**Problem description:** Look through the material below. Copy every line with the string "black" in it.
-- Information shown follows --
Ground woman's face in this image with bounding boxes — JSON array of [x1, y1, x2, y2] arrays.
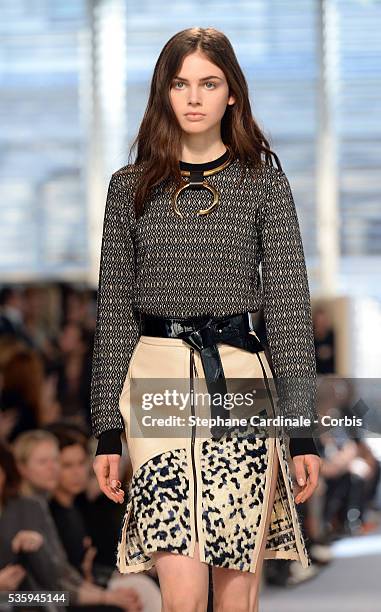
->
[[59, 323, 82, 354], [18, 440, 60, 492], [57, 444, 89, 497], [169, 50, 235, 137]]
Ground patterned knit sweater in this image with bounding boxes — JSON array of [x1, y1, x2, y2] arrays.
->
[[90, 149, 319, 458]]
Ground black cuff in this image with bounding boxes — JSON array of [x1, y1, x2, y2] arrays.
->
[[289, 436, 320, 458], [95, 429, 122, 456]]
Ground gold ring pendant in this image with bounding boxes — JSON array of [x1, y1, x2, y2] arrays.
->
[[172, 180, 219, 219], [172, 144, 233, 219]]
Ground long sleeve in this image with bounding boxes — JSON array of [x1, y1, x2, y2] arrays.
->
[[0, 497, 60, 591], [0, 495, 83, 606], [90, 171, 141, 449], [257, 169, 320, 457]]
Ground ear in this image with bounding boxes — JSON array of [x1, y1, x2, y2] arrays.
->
[[227, 94, 236, 106]]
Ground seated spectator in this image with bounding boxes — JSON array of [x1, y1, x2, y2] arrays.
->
[[0, 287, 35, 349], [313, 306, 336, 374], [47, 427, 96, 578], [3, 431, 143, 611], [0, 442, 34, 597], [1, 349, 43, 441], [0, 336, 63, 444], [55, 323, 90, 425], [46, 424, 161, 600]]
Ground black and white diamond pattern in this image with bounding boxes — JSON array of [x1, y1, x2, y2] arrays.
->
[[90, 160, 317, 439]]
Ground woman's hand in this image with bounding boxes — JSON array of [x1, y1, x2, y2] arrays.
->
[[93, 454, 125, 503], [103, 586, 143, 612], [11, 530, 44, 553], [0, 564, 26, 590], [293, 454, 321, 504], [80, 536, 97, 582]]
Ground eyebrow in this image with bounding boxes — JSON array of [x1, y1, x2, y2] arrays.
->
[[173, 75, 223, 82]]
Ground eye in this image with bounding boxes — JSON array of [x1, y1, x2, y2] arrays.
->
[[172, 80, 217, 90]]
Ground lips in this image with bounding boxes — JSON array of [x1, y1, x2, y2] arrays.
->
[[185, 113, 205, 122]]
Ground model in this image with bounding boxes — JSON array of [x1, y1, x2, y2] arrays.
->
[[91, 26, 321, 612]]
-- Information shown concluded --
**Output of the task:**
Ground black cuff in this image with bounding boxes — JSON array of [x1, y1, x2, y2] arrays.
Ground black and white diamond pattern in this image with bounding boxes — JSON array of [x1, y1, x2, y2] arrays.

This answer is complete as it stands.